= WORK ITEM =
The full listing, written out exactly and without images, is the expected result.

= PROVIDED DATA =
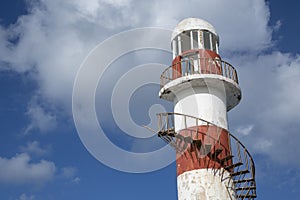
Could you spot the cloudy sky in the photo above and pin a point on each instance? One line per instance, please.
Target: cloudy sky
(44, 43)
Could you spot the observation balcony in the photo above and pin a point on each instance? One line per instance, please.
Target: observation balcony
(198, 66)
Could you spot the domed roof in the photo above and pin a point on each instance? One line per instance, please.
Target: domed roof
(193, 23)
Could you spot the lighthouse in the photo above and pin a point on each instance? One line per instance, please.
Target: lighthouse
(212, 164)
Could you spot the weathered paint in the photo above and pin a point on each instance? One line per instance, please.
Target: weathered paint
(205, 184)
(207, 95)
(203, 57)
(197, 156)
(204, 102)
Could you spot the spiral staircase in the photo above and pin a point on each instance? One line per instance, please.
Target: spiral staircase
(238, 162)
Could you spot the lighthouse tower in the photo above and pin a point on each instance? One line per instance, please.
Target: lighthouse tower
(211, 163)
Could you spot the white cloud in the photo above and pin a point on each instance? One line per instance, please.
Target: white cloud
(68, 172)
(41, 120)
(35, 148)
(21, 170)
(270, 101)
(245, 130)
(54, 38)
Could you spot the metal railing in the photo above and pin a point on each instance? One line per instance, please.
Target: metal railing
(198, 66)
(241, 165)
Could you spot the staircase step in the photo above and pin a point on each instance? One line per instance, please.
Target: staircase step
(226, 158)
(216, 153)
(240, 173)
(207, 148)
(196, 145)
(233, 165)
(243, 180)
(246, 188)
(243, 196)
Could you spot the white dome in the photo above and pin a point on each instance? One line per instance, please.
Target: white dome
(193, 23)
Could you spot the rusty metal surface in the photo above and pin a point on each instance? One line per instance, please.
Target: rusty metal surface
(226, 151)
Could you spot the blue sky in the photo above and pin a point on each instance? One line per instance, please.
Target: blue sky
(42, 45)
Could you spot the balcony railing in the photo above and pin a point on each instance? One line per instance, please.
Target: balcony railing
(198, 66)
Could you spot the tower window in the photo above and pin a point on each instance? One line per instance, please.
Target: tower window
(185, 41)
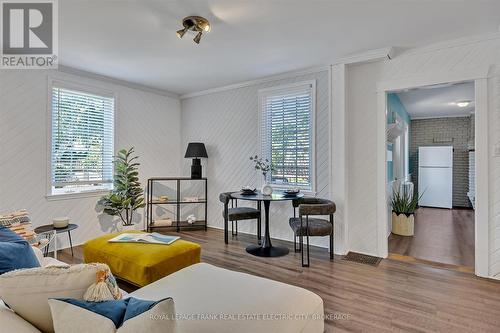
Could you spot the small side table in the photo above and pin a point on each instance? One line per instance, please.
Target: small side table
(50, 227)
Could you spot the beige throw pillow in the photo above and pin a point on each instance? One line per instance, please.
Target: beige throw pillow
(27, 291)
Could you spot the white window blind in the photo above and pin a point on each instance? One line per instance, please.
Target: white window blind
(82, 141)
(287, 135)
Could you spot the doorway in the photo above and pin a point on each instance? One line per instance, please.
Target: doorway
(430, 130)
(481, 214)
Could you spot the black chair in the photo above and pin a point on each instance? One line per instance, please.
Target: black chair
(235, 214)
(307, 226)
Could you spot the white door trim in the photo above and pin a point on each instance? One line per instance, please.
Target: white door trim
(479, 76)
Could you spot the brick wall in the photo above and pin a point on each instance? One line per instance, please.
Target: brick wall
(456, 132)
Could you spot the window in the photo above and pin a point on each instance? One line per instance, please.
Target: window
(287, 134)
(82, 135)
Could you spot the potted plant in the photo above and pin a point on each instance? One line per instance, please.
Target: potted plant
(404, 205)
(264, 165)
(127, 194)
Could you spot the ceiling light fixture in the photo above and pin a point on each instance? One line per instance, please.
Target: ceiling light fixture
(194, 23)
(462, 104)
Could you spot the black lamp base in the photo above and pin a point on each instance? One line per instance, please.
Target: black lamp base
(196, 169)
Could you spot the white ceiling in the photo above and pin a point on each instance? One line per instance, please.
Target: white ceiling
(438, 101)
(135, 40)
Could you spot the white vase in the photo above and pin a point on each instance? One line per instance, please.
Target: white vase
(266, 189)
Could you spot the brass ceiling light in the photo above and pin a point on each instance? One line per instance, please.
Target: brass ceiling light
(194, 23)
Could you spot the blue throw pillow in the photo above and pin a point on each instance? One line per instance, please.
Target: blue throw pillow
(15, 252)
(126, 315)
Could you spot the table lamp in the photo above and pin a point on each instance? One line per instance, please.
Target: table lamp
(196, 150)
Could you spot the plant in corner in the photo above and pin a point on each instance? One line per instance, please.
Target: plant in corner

= REPLY TO THE TASK =
Could you spot the cloudy sky in the photo above and pin a point on each instance? One line per instance, please.
Target: cloudy sky
(44, 43)
Could you spot the observation balcony in the photo above and pin a point on each instance? One line per instance, please.
Target: observation balcony
(198, 66)
Could you spot the domed roof in the photo above and pin a point on each instance? One line per instance, please.
Target: domed roof
(193, 23)
Could you spot the lighthouse in the photo above and pin a point on each instance? One line per instance, please.
Target: lighthouse
(212, 164)
Could you spot the weathered paint in the photo above and pin a point on each instance? One line per instance, please.
Target: weathered paint
(205, 184)
(207, 95)
(203, 57)
(197, 156)
(204, 102)
Could you spot the spiral staircase in the photo above and pin a point on each instance? One line per instance, please.
Target: spiral staircase
(238, 162)
Could you spot the lighthouse tower in the photo above and pin a point on each instance? One line per instance, please.
Target: lighthouse tower
(211, 163)
Could you spot the white cloud in the photo above and pin a point on each instance? One line per instance, please.
Target: white cloud
(68, 172)
(41, 120)
(35, 148)
(21, 170)
(270, 101)
(245, 130)
(54, 38)
Could you spot the metal railing in the photo above and pin a point on each instance? One line per instance, please.
Target: metal railing
(198, 66)
(241, 165)
Could you spot the staircase step in the photo above and pin a point on each instance? One line per instance, please.
Target: staircase step
(226, 158)
(216, 153)
(240, 173)
(207, 148)
(196, 145)
(233, 165)
(243, 180)
(246, 188)
(243, 196)
Could you spot the white dome in the photo above and pin a point on each instance? One line per instance, please.
Target: white dome
(193, 23)
Could you spot the rusty metal surface in the photo above and pin a point on each instance? One line per instance, please.
Target: rusty metal surface
(226, 151)
Could you spot the blue sky in the photo above and pin a point on each instance? One line per instance, please.
Target: blue sky
(42, 45)
Could you spot the balcony railing in the photo above and pin a point on each instance? One line per instance, please.
Target: balcony railing
(198, 66)
Could you spot the tower window in the photo above and pin a point on each instance? One line per instance, please.
Target: tower window
(185, 41)
Could you spot the small side table in the photo above and pin a point on each instance? One line per instance, please.
Target: small side table
(50, 227)
Could you spot the beige throw pillow in the photo above and pin a point on each instance? One line per instance, please.
Target: beige throw pillow
(27, 291)
Could you spot the white window blind in the photo above and pin a point on each instance? One line per instance, please.
Target: white window blind
(82, 141)
(287, 135)
Could you spot the doorway in the photo above and pin a point on each instance? One line per instance, please.
Target: doorway
(430, 130)
(481, 214)
Could you spot the black chair in the photo above and pin a point on each instance? One line per instance, please.
Target: black chair
(235, 214)
(307, 226)
Could you spot the white door trim in the photo above and pin a point on each instance? One line per instance, please.
Target: white door trim
(479, 76)
Could you spot the brick wall in the photo above and pin a point on each instance? One line per instance, please.
Target: brick wall
(456, 132)
Could you spot the window in the photo above and pin a point on each instance? One line per instance, please.
Target: window
(287, 134)
(82, 135)
Could you spot the potted plant in the photo above and pin a point on each instance? One line per instance, please.
Target: potted plant
(404, 205)
(264, 165)
(127, 194)
Could you spot the ceiling light fixture in the photo above and pin a point on each instance? One line per instance, please.
Target: ceiling light fixture
(194, 23)
(462, 104)
Could you spot the black lamp base in the photo above and pin a point on each instance? One line per instance, please.
Target: black lamp base
(196, 169)
Could you spot the white ceiling in the photo above and pin a point on each instance? One line per instance, please.
Target: white ceiling
(438, 101)
(135, 40)
Could you spot the white vase in the photo above and pin a point on each instance? One line per instance, please.
Target: white vase
(266, 189)
Could you spot the brass ceiling light in the photo above and pin a point on each instance? One line per instance, please.
Target: brass ceiling light
(194, 23)
Could you spot the blue throw pillow in the photo above and pin a point on each instance? One line per instance, please.
Target: blue throw pillow
(15, 252)
(126, 315)
Could you spot the table lamp in the photo above and pin a point on each instance? One line per instance, please.
Target: table lamp
(196, 150)
Could you spot the plant in corner in the photo above and pin a point on each instance? One line per instance, please.
Target: plant in corner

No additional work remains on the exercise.